▶ [Supplied text]
According to a new report, the finance minister is now planning to keep up to £330m of the funds allocated for coronavirus for Brexit-related needs.
Last month Ms Forbes told a committee of MSPs that “when it comes to the budget, it is not about holding things back but about budgeting for the forecast pressures.”
She said: “Every penny will be allocated on Covid spend, but it is not the case that any money will be sitting aside unused—it will be allocated to an anticipated need.”
According to a report by the Scottish Parliament Information Centre (SPICE), the comments are “at odds” with later statements made by the finance minister.
The SPICE report states: “While the Barnetts to which these funds relate derive from UK Government’s coronavirus response package, the Cabinet Secretary also said that she was keeping open the option of using some of the remaining £330 million to support any additional funding requirements that might arise as a result of the end of the EU transition period.
“This would seem at odds with previous commitments made by the Cabinet Secretary to allocate all of the COVID-19 Barnett consequentials to COVID-19 spending in Scotland.”
It comes after Cabinet Office minister Michael Gove said earlier this week the Scottish Government must explain what it has spent the funds it was given to manage the Brexit transition period on.
And previously SNP MPs have called for the UK Government to provide more than £1.1bn in extra cash for Brexit contingency, following the announcement that Northern Ireland would receive £440m extra to help its businesses cope with the new rules.
Northern Ireland, unlike Scotland, will have to manage two sets of regulations as it will retain access to the EU single market and the UK market, with more stringent checks on goods flowing through the country to and from the EU.

▶ [Provided material]
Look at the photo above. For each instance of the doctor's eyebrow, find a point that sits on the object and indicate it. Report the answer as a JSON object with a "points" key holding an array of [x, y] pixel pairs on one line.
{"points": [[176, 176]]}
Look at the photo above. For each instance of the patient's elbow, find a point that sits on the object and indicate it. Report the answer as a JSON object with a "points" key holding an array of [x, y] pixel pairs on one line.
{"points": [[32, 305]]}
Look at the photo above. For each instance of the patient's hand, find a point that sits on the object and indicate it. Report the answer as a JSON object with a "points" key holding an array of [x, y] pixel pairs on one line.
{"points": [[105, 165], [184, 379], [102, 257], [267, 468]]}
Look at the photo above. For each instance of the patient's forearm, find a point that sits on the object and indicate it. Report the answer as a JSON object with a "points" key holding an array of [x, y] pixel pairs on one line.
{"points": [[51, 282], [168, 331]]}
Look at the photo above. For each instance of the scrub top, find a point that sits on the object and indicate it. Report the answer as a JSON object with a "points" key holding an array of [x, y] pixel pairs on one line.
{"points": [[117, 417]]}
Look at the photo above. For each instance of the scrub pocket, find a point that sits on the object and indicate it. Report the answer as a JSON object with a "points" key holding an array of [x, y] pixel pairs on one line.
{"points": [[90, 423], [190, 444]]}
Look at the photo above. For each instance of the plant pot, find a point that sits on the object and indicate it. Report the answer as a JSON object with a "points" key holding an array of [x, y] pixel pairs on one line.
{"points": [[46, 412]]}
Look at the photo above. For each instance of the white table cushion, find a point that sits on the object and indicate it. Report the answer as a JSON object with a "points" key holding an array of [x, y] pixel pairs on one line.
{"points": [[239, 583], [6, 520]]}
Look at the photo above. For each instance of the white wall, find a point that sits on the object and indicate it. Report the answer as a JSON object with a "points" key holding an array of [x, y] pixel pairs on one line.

▶ [Task to carry out]
Reproduce verbatim the passage of the article on Scotland's coronavirus funds from "It comes after" to "from the EU.". The rows were taken from a different source.

▶ [Your solution]
It comes after Cabinet Office minister Michael Gove said earlier this week the Scottish Government must explain what it has spent the funds it was given to manage the Brexit transition period on.
And previously SNP MPs have called for the UK Government to provide more than £1.1bn in extra cash for Brexit contingency, following the announcement that Northern Ireland would receive £440m extra to help its businesses cope with the new rules.
Northern Ireland, unlike Scotland, will have to manage two sets of regulations as it will retain access to the EU single market and the UK market, with more stringent checks on goods flowing through the country to and from the EU.